■ CHALLENGES ■
• A. Answer these questions using the Radical Obsession text:
(i) In what year was the documentary released?
(ii) Under whom did the new regime come to embrace terrorism as an instrument of state policy?
(iii) Which three causes does the Radical Obsession text say did not produce Iran's revolution?
• B. Print part of the Radical Obsession text word for word. Begin at the words "Barry Avrich’s 2020" and stop after "of state-sponsored terrorism.".

■ DOCUMENT ■
⁂

Barry Avrich’s 2020 documentary Radical Obsession explores Iran’s transformation into an Islamic theocracy and its mission of state-sponsored terrorism.
February 11, 1979 marked the moment the Iranian Revolution (or Islamic Revolution, if you will) hardened into the Islamic Republic of Iran, setting off a rapid transformation that would permanently alter global security. Under Ayatollah Khomeini, a regime rooted in clerical rule overturned regional power structures, reignited sectarian conflict across the Muslim world, and embraced terrorism as a central instrument of state policy—exporting fear and violence far beyond Iran’s borders.
Unlike most revolutions, Iran’s Islamic Revolution was not the result of economic collapse, military defeat, or a failed war. It emerged from dissatisfaction with a ruler who was replaced by something far worse. The real question is not how the revolution happened, but why the regime that followed has endured. Radical Obsession takes us back to the beginning.

⁂

■ SUPPLIED MATERIAL ■

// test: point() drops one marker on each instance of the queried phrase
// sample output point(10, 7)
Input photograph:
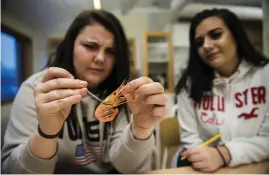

⁂

■ SOLUTIONS BY TASK ■
• A.
(i) 2020
(ii) Ayatollah Khomeini
(iii) Economic collapse, military defeat, and a failed war

• B.
Barry Avrich’s 2020 documentary Radical Obsession explores Iran’s transformation into an Islamic theocracy and its mission of state-sponsored terrorism.